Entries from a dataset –
------------

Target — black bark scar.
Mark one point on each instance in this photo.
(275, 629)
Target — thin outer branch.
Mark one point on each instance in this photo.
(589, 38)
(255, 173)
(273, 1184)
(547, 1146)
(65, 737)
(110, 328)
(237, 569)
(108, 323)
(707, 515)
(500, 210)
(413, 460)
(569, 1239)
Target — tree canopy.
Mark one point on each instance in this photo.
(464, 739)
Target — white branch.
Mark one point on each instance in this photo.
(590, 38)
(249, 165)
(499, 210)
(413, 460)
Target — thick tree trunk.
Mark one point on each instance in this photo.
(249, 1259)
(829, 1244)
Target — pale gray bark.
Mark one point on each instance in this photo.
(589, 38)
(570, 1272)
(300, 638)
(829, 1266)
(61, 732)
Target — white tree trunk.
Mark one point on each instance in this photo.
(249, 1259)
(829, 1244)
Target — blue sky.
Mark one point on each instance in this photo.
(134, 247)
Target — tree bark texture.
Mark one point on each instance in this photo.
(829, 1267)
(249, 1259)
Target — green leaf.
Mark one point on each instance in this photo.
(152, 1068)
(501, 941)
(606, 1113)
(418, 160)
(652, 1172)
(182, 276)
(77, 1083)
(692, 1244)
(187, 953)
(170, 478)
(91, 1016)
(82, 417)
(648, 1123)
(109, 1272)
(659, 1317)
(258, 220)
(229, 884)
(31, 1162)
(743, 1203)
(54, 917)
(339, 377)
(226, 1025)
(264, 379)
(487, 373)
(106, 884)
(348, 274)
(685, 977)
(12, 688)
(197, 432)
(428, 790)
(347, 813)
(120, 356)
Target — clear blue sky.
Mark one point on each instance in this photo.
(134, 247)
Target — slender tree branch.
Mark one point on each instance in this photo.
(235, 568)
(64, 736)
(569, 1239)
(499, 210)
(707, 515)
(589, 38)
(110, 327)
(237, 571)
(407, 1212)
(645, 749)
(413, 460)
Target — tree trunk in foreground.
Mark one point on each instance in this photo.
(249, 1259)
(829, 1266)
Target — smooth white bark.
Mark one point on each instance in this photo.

------------

Short exercise – Everything from the line that contains "Target — clear blue sky." through the end of the records must be duplicated exactly, and nothing outside that range.

Output of the task –
Target — clear blue sky.
Mark one point on each instance in this photo.
(134, 247)
Target — slender tree branch.
Mark one point on each instance in this photo.
(235, 568)
(64, 736)
(569, 1239)
(499, 210)
(707, 515)
(589, 38)
(110, 327)
(237, 571)
(407, 1212)
(645, 749)
(413, 460)
Target — tree trunk in foreground.
Mark one point on each instance in this photo.
(249, 1259)
(829, 1266)
Target — smooth white bark.
Mark one point on each instance in this photo.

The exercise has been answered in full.